*Data excerpts:*
+ + +

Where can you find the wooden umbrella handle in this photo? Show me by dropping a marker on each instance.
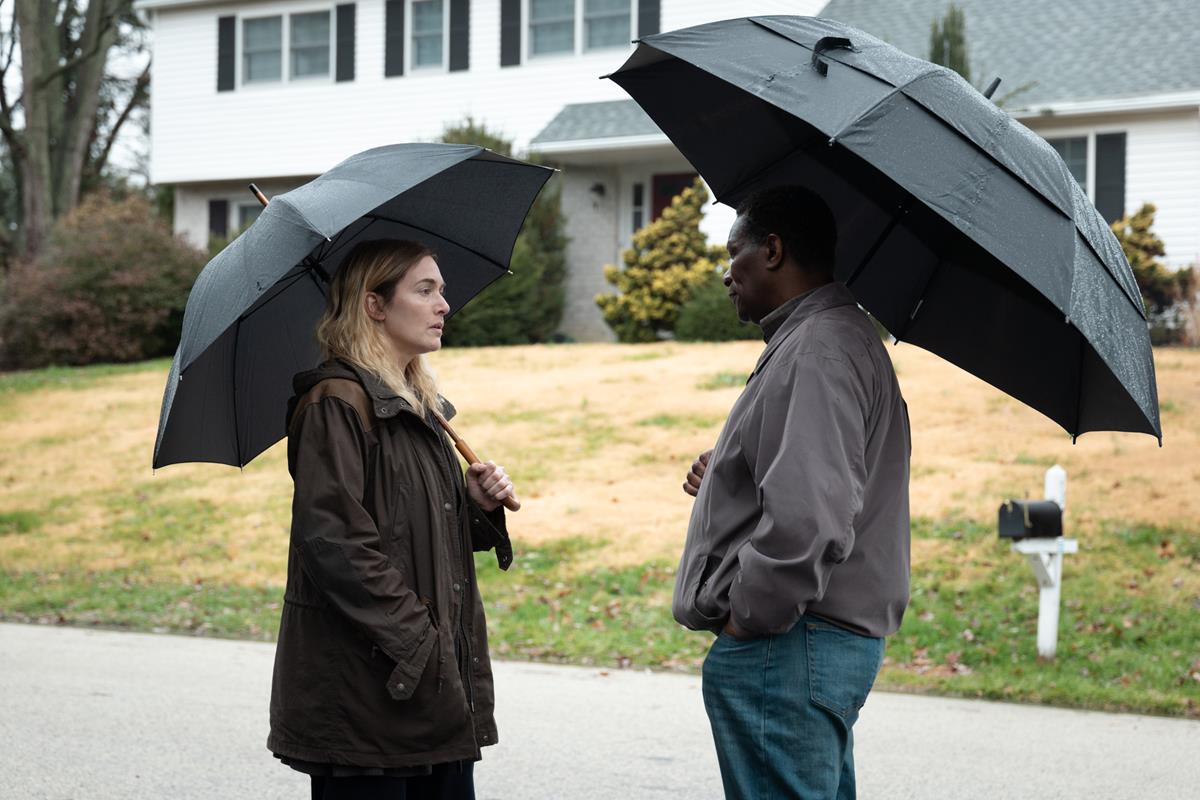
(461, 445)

+ + +

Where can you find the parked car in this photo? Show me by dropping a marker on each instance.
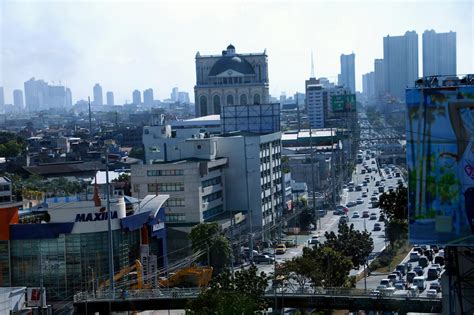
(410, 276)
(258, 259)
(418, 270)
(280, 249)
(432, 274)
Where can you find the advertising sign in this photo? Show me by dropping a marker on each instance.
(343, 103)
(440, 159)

+ + +

*Problem description:* Pick out every line of the data above that contains the word "instance", and copy each one in full.

*Written reply:*
Where can you find the wooden umbrella handle in this photo? Show me by dropping a marker on each instance.
Where can you find the parked car in this photo? Show me by dropping a marker on each instance.
Where can you find the advertising sign in this photo? Show me by dropping a marker on each instance.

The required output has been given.